TEXT PROVIDED section start
We investigated the pathophysiology of paraglenoid labral cysts on the basis of MR imaging, MR arthrography, and cyst aspiration.


From 2211 MR imaging examinations, 51 (2.3%) cysts in 46 patients were identified. MR arthrography (n = 5), cystography (n = 1), arthroscopy (n = 17), percutaneous needle aspiration (n = 4), and medical records were also reviewed (n = 46).


On MR imaging and arthrography, cysts were best viewed on T2-weighted images. Mean cyst diameter and volume were 2.2 cm and 2.8 cm3, respectively. Fifty-seven percent of cysts were located adjacent to the posterior labrum. On MR imaging and arthroscopy, a labral tear was identified in 27 (53%) and 15 (88%) patients, respectively. Eight cysts that caused compression neuropathy were large (mean size, 3.1 cm; p = 0.04) and located next to the posterior or inferior labrum. In four of five patients, MR arthrograms showed no intraarticular contrast material in the cyst. Cystograms showed no communication with the glenohumeral joint space, and cyst aspiration resulted in temporary symptom relief; however, cysts recurred in three of four patients.


Most paralabral cysts are associated with labral tears. Paralabral cysts may be difficult to identify on MR arthrography unless a T2-weighted sequence is performed. Direct communication between a cyst and joint space rarely occurs. A posterior or inferior cyst may cause compression neuropathy of the suprascapular or axillary nerve, respectively. Cyst aspiration may result in temporary relief of symptoms, but an untreated labral tear should be suspected if cysts recur.
TEXT PROVIDED section end
ENTRIES SHOWN section start
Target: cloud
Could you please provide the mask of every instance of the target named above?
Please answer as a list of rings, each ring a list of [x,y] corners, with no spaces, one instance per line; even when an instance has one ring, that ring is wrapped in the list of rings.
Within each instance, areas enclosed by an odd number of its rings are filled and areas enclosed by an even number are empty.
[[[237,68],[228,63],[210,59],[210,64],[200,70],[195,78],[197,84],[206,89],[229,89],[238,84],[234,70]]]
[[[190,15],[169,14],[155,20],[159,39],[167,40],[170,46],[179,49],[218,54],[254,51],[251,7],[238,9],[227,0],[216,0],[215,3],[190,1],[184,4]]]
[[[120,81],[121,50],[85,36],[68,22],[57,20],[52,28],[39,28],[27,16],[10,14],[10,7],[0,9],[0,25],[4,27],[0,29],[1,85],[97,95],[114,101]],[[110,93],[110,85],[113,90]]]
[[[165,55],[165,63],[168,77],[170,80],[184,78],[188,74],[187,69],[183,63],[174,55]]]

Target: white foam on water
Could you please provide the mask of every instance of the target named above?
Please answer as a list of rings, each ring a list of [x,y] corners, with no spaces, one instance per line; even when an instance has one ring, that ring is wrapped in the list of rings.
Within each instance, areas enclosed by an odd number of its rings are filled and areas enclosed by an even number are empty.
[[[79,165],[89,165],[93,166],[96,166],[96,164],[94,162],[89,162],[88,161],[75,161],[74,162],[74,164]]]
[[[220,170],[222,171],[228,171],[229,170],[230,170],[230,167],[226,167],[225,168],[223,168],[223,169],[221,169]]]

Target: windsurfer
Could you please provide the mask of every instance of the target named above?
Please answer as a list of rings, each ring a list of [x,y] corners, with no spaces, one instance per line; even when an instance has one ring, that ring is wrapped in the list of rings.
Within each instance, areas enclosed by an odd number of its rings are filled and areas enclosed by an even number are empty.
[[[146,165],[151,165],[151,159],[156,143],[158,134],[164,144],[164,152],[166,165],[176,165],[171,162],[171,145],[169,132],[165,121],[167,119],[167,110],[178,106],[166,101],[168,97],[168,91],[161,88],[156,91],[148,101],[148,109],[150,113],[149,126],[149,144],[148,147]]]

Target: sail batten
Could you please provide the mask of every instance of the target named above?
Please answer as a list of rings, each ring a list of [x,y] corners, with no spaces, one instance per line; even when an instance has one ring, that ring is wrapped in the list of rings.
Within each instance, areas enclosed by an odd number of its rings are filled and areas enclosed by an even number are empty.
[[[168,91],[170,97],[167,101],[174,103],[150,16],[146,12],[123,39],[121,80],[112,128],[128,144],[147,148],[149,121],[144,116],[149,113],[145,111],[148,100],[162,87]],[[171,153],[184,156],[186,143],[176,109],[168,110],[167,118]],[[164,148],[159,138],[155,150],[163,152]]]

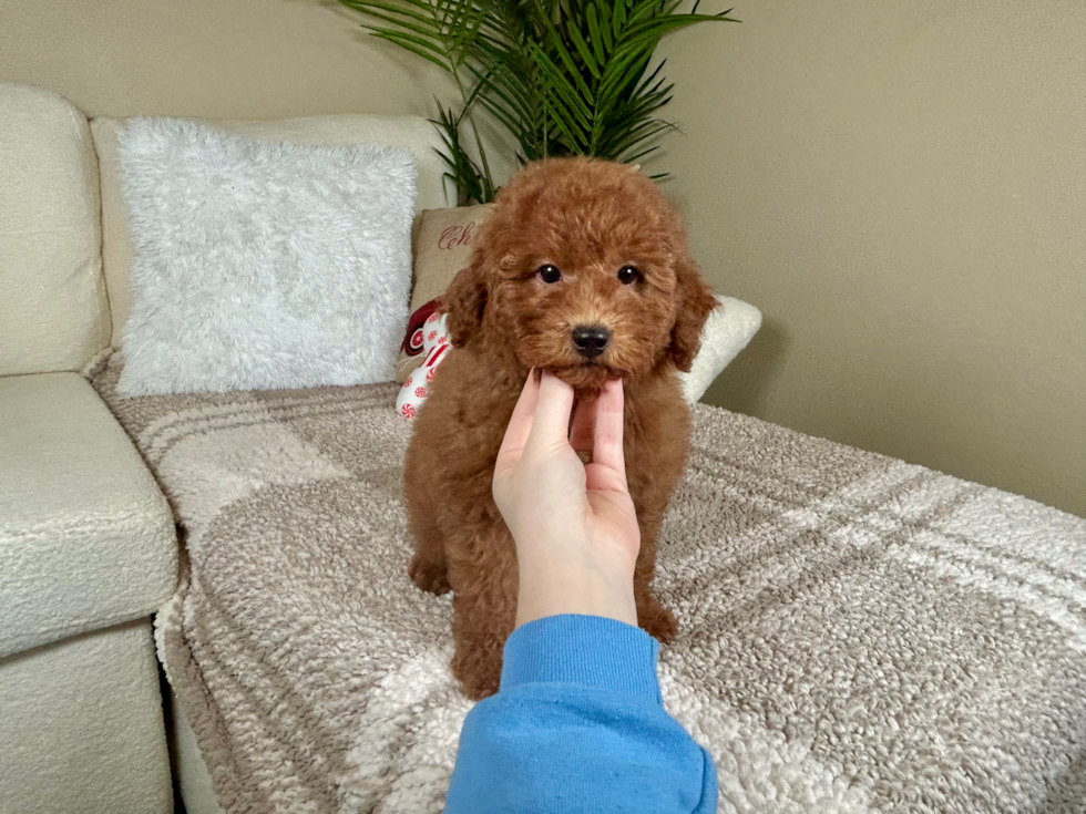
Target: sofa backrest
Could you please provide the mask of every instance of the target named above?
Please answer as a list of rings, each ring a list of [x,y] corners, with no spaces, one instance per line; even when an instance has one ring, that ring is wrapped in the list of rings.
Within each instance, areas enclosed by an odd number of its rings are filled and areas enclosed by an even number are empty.
[[[0,83],[0,375],[79,370],[109,342],[101,238],[86,119]]]
[[[133,246],[116,157],[125,123],[88,125],[54,93],[0,83],[0,375],[80,370],[111,342],[120,346],[132,303]],[[421,116],[206,124],[268,141],[406,147],[419,172],[416,210],[455,205],[434,152],[441,138]]]
[[[110,308],[113,315],[114,348],[120,347],[124,322],[132,308],[129,279],[133,244],[129,235],[127,214],[121,193],[117,163],[117,138],[126,120],[94,119],[91,133],[98,151],[102,179],[102,259],[105,267]],[[433,125],[421,116],[379,116],[339,114],[281,119],[272,121],[216,120],[205,124],[246,138],[294,142],[298,144],[385,144],[406,147],[414,156],[419,173],[416,210],[455,205],[455,189],[442,184],[444,165],[434,152],[441,140]]]

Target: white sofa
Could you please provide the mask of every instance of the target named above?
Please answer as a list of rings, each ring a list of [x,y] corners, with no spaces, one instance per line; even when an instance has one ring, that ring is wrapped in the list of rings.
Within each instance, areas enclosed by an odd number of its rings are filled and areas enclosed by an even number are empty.
[[[424,119],[216,124],[408,147],[417,209],[454,204]],[[81,375],[119,347],[131,308],[122,126],[0,83],[0,814],[168,812],[170,752],[186,808],[222,812],[191,728],[163,718],[152,615],[177,581],[174,518]],[[757,309],[727,302],[711,352],[684,379],[691,400],[760,324]]]
[[[166,812],[173,516],[79,374],[110,342],[86,120],[0,85],[0,811]]]
[[[418,208],[450,205],[421,117],[223,122],[254,137],[410,147]],[[152,614],[178,543],[166,499],[80,371],[130,307],[115,120],[0,83],[0,812],[218,810],[163,720]]]

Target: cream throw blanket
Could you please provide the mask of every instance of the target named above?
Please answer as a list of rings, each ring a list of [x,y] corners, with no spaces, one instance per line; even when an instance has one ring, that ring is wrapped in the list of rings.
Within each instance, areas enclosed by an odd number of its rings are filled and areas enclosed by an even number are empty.
[[[438,812],[470,702],[408,579],[396,387],[114,395],[189,569],[160,655],[224,808]],[[721,812],[1086,811],[1086,523],[699,405],[659,674]],[[434,450],[439,457],[440,450]]]

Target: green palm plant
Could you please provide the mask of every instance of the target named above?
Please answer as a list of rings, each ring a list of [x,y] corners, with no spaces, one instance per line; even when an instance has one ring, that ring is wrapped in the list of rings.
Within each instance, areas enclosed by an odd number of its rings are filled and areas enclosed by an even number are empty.
[[[657,150],[674,127],[657,115],[672,99],[664,62],[649,70],[660,39],[699,22],[736,22],[730,9],[678,11],[680,1],[339,0],[366,14],[375,37],[452,75],[459,111],[439,102],[434,124],[447,178],[479,203],[493,198],[495,185],[477,106],[509,132],[522,163],[562,155],[635,162]],[[478,163],[461,142],[464,127]]]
ENTRIES SHOWN section end
■ TO DO:
Return the passage of the paraglenoid labral cyst text that begins with the words containing "From 2211 MR" and ends with "reviewed (n = 46).", copied verbatim.

■ ANSWER SPACE:
From 2211 MR imaging examinations, 51 (2.3%) cysts in 46 patients were identified. MR arthrography (n = 5), cystography (n = 1), arthroscopy (n = 17), percutaneous needle aspiration (n = 4), and medical records were also reviewed (n = 46).